__EXTRACT TO READ__:
↓↓↓
The medial-pivot (MP) system for total knee arthroplasty (TKA) aims to restore more natural “ball and socket” knee kinematics compared to the traditional posterior-stabilized (PS) implants for TKA. The objective of this study was to determine if there was any difference in functional outcomes between patients undergoing MP-TKA versus PS-TKA.
This prospective randomized control trial consisted of 43 patients undergoing MP-TKA versus 45 patients receiving a single radius PS TKA design. The primary outcome was post-operative range of motion (ROM). Secondary outcomes included the Western Ontario and McMaster Universities Arthritis Index (WOMAC), Oxford Knee Score (OKS), Knee Society Score (KSS), and radiological outcomes. All study patients were followed-up for two years after surgery.
↑↑↑
__EXCERPTED RECORDS__:
↓↓↓
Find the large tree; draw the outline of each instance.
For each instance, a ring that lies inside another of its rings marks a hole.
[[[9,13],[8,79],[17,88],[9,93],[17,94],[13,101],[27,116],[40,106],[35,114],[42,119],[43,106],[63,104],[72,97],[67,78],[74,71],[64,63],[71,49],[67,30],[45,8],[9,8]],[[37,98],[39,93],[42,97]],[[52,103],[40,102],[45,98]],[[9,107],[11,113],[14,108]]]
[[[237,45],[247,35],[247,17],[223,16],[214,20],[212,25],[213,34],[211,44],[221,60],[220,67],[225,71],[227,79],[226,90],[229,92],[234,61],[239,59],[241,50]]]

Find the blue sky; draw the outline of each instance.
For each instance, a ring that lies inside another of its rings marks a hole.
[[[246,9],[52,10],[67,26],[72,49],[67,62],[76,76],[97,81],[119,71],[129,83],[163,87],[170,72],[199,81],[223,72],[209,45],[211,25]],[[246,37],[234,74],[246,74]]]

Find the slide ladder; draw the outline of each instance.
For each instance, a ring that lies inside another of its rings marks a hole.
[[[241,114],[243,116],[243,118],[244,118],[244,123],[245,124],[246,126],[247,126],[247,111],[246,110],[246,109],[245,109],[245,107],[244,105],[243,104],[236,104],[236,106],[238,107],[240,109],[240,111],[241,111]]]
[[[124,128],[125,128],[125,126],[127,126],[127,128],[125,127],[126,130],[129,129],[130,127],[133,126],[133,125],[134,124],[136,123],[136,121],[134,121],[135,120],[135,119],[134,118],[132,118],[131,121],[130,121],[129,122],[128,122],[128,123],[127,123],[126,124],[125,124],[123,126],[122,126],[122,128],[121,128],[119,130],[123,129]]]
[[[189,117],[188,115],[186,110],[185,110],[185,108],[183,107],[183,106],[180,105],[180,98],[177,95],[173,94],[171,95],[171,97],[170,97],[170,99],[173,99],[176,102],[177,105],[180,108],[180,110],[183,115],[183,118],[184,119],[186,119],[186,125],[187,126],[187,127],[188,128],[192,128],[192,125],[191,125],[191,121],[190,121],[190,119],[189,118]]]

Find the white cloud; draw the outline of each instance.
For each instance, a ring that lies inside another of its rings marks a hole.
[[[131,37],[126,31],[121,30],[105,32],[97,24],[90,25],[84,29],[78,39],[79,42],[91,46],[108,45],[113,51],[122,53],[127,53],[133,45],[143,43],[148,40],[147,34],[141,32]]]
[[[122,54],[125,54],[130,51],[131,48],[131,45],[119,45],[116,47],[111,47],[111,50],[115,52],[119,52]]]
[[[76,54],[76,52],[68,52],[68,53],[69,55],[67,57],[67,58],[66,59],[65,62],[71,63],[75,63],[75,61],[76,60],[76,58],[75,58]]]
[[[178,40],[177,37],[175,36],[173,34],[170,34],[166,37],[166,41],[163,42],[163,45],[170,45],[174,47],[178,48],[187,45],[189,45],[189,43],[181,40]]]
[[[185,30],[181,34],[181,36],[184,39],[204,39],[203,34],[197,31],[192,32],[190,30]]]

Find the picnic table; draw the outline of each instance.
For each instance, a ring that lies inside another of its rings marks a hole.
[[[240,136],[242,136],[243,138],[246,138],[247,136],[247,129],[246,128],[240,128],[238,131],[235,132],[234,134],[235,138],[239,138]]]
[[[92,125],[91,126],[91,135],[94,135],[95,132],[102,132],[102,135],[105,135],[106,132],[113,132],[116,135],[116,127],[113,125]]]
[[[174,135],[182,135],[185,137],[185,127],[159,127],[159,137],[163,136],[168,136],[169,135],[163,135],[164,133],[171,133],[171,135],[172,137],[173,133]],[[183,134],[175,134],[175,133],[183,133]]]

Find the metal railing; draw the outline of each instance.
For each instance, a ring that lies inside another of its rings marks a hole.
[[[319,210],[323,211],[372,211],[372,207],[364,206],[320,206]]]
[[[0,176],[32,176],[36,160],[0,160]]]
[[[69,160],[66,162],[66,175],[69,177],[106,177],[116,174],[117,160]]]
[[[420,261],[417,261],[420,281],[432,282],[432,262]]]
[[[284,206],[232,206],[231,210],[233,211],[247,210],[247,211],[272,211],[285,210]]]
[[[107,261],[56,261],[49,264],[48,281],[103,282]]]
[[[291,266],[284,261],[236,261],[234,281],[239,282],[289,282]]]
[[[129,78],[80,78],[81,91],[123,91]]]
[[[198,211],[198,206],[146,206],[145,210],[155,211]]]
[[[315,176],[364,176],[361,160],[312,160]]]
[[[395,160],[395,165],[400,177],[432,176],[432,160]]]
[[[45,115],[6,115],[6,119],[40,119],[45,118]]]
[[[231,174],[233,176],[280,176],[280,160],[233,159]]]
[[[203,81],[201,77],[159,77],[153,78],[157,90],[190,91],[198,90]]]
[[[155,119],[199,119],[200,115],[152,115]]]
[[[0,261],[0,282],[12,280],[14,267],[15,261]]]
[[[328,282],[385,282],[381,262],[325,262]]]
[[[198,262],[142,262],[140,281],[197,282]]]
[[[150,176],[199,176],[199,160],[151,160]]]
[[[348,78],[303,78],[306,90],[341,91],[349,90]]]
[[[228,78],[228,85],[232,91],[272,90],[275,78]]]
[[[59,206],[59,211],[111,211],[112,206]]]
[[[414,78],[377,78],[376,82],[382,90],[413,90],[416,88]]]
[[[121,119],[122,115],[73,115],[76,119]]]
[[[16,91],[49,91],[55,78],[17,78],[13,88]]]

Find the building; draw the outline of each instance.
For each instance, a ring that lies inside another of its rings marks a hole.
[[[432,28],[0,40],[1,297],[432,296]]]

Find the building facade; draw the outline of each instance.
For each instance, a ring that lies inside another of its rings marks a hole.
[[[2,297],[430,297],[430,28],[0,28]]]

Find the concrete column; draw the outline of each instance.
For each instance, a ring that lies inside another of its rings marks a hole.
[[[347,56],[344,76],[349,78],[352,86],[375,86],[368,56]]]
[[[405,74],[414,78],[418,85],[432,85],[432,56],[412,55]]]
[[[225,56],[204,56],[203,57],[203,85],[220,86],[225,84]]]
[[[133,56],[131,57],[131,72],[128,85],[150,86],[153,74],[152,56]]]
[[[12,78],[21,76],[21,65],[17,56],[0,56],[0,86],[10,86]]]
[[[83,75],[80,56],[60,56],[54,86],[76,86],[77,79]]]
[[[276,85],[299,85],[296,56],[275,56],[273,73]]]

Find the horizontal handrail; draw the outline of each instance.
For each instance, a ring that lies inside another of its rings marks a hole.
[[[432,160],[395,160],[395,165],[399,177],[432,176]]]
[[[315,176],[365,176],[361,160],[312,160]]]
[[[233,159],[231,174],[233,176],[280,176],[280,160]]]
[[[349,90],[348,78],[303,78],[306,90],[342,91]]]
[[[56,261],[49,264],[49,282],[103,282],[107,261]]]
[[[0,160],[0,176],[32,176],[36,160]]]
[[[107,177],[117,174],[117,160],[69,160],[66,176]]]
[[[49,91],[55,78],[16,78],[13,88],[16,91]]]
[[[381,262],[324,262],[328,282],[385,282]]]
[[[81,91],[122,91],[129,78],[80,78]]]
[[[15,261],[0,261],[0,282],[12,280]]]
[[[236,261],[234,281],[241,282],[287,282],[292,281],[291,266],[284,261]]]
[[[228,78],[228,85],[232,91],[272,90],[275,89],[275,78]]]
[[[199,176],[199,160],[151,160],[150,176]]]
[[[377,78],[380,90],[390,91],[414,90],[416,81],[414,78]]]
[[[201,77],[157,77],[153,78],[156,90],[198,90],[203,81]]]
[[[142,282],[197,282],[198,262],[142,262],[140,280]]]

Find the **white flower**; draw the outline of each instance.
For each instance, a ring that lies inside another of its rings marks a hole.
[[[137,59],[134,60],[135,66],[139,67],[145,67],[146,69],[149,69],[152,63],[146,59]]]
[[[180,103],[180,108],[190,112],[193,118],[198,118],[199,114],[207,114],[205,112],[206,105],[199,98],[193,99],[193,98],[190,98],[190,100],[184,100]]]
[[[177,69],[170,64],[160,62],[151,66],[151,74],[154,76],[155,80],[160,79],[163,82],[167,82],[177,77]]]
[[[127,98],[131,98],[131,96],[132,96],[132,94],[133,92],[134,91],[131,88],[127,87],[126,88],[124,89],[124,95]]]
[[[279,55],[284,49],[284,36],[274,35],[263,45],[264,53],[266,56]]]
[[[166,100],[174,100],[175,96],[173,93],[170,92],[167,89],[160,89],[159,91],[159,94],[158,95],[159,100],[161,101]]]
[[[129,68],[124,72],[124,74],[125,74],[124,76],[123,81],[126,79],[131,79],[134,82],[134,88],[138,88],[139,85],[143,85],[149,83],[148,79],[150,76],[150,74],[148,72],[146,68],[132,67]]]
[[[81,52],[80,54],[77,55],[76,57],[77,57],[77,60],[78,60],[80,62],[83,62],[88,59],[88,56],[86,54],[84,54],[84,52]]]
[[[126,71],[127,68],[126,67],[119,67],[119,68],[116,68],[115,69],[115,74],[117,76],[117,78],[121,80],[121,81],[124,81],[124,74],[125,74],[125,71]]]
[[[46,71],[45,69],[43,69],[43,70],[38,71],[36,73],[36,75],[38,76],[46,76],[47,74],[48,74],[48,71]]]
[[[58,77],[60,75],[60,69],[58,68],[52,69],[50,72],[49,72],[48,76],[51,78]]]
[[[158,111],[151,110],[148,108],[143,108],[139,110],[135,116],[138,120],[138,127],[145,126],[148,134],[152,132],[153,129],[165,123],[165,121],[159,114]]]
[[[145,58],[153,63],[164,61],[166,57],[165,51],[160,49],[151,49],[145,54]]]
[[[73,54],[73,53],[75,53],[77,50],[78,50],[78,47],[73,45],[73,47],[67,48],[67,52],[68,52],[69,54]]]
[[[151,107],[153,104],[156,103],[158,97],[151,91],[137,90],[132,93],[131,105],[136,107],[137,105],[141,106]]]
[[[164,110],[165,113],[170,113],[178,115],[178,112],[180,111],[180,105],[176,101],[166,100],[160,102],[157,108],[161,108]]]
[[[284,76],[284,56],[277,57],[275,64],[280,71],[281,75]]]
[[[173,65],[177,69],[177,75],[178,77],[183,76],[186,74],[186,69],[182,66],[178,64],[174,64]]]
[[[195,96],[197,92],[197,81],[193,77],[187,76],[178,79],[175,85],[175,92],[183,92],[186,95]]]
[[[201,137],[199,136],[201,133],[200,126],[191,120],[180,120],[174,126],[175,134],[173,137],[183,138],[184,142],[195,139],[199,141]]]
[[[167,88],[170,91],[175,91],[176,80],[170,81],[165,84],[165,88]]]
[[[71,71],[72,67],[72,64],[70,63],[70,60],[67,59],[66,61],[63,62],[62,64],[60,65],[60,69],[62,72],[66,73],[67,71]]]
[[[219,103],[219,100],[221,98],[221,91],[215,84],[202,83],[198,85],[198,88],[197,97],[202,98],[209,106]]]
↑↑↑
__AIM OF THE TASK__: Reproduce the extract on knee implant outcomes verbatim, in full. The entries were drawn from a different source.

__ANSWER SPACE__:
The medial-pivot (MP) system for total knee arthroplasty (TKA) aims to restore more natural “ball and socket” knee kinematics compared to the traditional posterior-stabilized (PS) implants for TKA. The objective of this study was to determine if there was any difference in functional outcomes between patients undergoing MP-TKA versus PS-TKA.
This prospective randomized control trial consisted of 43 patients undergoing MP-TKA versus 45 patients receiving a single radius PS TKA design. The primary outcome was post-operative range of motion (ROM). Secondary outcomes included the Western Ontario and McMaster Universities Arthritis Index (WOMAC), Oxford Knee Score (OKS), Knee Society Score (KSS), and radiological outcomes. All study patients were followed-up for two years after surgery.